EXCERPT ::
At the pow-wows, hand games, stick games, card games, potlucks, and many other gatherings where we come together, positive feelings affirm our relationship to one another. It is a time when people from all walks of life can come together, joke, laugh, cheer, tease, talk, watch, or participate, and then leave with the feeling that something good has happened. Native Americans have always been quick to lay aside what they were doing and come together for a "doings" because we recognize the good medicine of fellowship.

Talking Feather

The Talking Feather--also called the Talking Staff--was used around the turn of the century to bring people of different tribes together to communicate with one another. Within the circle of the Talking Feather they learned to come together in a peaceful way to exchange opinions, ideas, and to discuss directions and plans for the future. They learned to communicate to promote the interests of the Indian people, to create unity. It was also used within tribes to bring communities together, as a tool of communication and exchange.

The Talking Feather Circle has been used five times recently--usually once a month--to bring local people together. It has begun to gather the Ohlone, Costanoan, and other local native peoples, to introduce them to one another.

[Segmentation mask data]
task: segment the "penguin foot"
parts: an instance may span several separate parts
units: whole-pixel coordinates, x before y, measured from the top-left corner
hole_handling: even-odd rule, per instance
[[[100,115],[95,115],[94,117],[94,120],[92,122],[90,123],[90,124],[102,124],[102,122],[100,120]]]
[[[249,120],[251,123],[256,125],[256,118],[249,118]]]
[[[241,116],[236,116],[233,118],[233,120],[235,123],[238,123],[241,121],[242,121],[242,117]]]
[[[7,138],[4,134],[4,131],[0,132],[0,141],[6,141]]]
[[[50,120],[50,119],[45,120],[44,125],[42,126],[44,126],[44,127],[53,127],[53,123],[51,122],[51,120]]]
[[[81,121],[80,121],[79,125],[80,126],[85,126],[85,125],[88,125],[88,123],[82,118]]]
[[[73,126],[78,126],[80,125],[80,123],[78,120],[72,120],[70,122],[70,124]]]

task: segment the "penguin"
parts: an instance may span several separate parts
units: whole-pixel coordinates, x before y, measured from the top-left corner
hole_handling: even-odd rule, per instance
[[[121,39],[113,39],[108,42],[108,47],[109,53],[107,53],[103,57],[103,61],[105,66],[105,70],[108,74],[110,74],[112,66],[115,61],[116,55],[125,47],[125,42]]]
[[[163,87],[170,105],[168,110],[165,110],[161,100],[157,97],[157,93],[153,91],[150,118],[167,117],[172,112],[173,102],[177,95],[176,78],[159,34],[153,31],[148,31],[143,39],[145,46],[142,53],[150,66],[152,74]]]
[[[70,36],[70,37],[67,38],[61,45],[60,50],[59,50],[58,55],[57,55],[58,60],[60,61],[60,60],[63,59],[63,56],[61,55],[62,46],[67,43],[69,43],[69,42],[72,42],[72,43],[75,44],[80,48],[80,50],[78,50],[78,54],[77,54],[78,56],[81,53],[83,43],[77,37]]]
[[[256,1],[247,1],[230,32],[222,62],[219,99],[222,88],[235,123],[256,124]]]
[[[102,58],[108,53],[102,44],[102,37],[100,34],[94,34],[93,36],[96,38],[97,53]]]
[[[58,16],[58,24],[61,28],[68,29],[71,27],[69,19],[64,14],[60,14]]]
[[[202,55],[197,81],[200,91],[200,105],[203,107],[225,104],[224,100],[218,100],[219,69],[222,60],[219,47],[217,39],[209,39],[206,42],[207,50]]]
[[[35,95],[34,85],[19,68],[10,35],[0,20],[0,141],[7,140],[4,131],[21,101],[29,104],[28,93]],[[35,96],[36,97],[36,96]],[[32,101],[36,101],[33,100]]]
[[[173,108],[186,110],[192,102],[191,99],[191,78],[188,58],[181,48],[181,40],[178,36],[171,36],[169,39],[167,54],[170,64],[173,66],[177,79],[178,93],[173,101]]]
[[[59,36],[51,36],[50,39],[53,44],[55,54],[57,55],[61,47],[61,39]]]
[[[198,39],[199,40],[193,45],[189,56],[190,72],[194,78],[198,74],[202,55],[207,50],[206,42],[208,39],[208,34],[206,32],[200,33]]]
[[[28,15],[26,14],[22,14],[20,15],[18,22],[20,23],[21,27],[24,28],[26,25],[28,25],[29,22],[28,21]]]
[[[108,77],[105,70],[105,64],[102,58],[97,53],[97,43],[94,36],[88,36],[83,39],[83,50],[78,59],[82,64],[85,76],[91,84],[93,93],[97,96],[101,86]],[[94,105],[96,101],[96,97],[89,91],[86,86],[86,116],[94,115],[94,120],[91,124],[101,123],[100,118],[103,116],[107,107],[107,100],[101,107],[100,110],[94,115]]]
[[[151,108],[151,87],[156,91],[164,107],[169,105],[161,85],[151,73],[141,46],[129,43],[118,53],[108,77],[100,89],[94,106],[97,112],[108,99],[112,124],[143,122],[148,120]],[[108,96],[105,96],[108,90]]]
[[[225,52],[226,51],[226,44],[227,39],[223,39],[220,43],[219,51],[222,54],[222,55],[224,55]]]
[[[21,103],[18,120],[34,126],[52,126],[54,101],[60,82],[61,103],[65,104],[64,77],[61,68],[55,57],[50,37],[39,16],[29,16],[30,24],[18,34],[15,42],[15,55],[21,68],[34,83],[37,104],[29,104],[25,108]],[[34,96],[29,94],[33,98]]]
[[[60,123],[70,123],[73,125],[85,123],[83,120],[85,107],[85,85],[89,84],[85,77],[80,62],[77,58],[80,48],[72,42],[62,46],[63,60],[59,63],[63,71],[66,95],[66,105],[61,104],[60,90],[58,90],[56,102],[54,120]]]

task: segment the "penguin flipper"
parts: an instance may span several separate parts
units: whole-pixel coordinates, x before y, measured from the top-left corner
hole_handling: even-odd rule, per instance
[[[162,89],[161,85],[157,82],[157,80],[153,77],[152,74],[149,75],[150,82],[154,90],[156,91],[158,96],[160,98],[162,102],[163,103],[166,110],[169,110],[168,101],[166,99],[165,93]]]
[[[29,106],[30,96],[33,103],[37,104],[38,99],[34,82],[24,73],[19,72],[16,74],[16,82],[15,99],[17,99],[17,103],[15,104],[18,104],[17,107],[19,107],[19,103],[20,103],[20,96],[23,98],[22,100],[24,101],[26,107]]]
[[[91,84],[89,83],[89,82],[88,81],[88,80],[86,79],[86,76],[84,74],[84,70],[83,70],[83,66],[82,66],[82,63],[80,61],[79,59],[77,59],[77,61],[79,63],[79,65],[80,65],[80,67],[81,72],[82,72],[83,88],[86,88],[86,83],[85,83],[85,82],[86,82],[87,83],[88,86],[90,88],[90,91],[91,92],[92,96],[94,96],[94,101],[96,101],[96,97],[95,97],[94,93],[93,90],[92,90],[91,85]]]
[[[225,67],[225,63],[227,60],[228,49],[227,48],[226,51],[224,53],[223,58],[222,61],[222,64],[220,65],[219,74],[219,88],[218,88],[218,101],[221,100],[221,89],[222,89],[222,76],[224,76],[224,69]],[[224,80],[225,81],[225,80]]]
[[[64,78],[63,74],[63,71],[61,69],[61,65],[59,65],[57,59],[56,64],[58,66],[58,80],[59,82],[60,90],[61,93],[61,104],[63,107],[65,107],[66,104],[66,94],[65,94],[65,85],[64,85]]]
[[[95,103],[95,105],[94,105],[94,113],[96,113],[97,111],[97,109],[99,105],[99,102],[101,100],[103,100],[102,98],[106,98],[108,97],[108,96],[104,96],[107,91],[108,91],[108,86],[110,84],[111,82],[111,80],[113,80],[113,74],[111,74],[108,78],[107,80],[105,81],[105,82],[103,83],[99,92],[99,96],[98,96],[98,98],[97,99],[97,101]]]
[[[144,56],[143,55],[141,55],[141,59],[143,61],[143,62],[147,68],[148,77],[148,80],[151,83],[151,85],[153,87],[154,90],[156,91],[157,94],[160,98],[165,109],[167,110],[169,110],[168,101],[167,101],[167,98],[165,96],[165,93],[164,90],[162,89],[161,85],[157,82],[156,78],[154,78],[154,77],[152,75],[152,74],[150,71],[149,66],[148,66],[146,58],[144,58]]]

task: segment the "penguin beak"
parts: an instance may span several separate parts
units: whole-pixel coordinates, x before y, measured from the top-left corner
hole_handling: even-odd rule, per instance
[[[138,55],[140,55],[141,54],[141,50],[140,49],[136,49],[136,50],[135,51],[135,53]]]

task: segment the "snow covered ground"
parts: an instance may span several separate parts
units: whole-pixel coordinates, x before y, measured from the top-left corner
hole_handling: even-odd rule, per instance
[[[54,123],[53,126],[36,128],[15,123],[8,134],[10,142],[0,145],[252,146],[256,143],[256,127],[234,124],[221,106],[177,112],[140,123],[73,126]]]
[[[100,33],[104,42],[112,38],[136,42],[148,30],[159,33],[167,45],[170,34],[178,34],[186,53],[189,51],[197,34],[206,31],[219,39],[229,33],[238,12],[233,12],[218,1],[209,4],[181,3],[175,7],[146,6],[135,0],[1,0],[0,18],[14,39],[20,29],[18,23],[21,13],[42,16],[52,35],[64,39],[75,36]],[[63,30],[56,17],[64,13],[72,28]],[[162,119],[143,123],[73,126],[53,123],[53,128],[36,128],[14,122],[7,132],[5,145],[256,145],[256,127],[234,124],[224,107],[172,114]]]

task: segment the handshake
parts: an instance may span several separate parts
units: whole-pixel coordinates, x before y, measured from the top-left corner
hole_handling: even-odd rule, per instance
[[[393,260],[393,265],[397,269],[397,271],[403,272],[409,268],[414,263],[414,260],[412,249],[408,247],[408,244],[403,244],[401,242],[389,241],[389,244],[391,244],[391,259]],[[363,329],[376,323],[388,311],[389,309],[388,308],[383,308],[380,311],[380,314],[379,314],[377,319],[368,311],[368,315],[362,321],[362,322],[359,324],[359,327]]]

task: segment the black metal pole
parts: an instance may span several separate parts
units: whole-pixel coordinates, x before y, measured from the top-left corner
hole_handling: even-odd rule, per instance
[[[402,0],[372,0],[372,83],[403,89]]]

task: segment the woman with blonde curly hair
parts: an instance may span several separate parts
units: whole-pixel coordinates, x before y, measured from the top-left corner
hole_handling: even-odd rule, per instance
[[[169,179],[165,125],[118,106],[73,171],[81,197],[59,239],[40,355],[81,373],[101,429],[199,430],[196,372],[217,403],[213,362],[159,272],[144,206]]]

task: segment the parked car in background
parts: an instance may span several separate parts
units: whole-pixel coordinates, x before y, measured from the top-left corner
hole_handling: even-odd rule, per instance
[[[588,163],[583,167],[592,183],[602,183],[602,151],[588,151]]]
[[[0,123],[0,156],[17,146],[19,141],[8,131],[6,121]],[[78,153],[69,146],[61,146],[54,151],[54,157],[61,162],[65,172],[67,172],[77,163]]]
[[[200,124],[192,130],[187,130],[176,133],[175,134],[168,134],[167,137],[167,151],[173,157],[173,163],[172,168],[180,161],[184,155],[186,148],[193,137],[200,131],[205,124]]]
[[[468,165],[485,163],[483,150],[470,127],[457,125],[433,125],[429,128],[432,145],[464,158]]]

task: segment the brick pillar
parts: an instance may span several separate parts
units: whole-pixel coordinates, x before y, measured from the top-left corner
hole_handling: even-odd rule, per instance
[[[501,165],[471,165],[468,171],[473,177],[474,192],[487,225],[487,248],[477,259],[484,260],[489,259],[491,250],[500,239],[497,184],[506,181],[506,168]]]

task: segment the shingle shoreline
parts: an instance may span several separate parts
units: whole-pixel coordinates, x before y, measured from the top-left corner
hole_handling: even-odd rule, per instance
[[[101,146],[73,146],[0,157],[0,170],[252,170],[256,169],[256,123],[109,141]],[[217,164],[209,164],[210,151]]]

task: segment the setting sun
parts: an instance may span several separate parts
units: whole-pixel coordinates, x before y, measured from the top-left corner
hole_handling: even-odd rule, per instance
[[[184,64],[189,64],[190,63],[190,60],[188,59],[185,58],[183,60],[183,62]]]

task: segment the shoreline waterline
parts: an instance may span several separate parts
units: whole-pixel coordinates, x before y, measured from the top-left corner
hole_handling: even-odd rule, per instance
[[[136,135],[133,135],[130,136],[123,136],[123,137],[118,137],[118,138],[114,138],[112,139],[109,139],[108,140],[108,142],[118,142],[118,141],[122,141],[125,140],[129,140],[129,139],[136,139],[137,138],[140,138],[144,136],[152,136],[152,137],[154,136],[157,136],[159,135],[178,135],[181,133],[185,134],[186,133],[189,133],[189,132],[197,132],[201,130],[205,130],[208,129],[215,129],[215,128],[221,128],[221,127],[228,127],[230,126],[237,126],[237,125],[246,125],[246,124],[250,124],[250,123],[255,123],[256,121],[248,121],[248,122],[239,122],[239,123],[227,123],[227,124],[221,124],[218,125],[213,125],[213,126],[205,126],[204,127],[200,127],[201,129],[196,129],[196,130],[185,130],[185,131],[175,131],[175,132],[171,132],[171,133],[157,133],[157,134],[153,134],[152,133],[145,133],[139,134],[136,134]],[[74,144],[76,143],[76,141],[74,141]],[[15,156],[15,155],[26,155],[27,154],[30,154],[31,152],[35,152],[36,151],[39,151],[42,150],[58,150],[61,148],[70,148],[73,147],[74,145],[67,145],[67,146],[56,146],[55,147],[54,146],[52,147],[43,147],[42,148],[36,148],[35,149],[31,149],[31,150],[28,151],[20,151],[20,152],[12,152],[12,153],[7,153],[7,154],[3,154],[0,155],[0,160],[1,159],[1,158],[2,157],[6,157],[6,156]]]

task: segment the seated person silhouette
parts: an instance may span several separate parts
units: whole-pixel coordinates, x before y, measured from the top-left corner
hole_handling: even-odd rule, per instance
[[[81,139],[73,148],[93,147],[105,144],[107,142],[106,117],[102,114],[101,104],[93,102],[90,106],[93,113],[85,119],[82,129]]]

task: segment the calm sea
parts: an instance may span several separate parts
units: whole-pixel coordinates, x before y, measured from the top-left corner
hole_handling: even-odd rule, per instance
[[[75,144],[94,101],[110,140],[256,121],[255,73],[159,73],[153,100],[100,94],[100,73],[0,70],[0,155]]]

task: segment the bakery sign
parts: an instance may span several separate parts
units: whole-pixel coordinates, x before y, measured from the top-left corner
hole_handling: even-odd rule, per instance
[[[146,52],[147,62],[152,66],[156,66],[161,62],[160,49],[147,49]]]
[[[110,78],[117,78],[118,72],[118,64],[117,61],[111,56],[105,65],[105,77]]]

DIRECTIONS ::
(a) Please write out the part of the Talking Feather passage that begins at the words "The Talking Feather--also" and stops after "communication and exchange.".
(b) According to the Talking Feather passage, what is another name for the Talking Feather?
(c) Extend the Talking Feather passage past its last sentence.

SOLVED PROBLEMS ::
(a)
The Talking Feather--also called the Talking Staff--was used around the turn of the century to bring people of different tribes together to communicate with one another. Within the circle of the Talking Feather they learned to come together in a peaceful way to exchange opinions, ideas, and to discuss directions and plans for the future. They learned to communicate to promote the interests of the Indian people, to create unity. It was also used within tribes to bring communities together, as a tool of communication and exchange.

(b) The Talking Staff.

(c)
The emphasis at this time is to see California Native Americans come together and communicate, but by no means is it limited to only those people. It is both inter-tribal and inter-racial. We ask both Indian and non-Indian people to help us develop local traditional ways, such as the songs, culture, and the study of herbs and historical research.

The rules of the Talking Feather are simple. No drugs or alcohol are permitted. Each meeting of the circle is begun with the Native American prayer of the Four Directions.

Each month the Talking Staff is kept by a person selected by a consensus of the people of the circle. That person should be someone in good standing in the Indian community and have participated in the Talking Feather circle a reasonable length of time. They are responsible for sending out invitations to the next circle and must see that food is provided for all who attend--usually potluck.

The head of the circle is made up of the head man, head warrior (a young person), elder man and elder woman, and the spiritual advisor. The rest of the circle consists of the people, with the men seated on the right and the women on the left.

The staff is then handed clockwise, one person at a time, with the women speaking first. When the staff reaches you, it is your turn to speak and not until then. You must respect the viewpoints and ideas of others, not interrupting or talking out of turn.

The first passing of the staff is used to introduce ourselves and give a description of our activities in the Indian community. The second passing is to express opinions and ideas and what actions you believe should be taken within the circle.

Reactions to unpopular opinions should not interrupt the speaker. Rebuttal, if any, must wait until the staff reaches the person or persons having differing ideas. This allows each person uninterrupted time to express ideas, or justify actions or opinions, and results in a peaceful exchange.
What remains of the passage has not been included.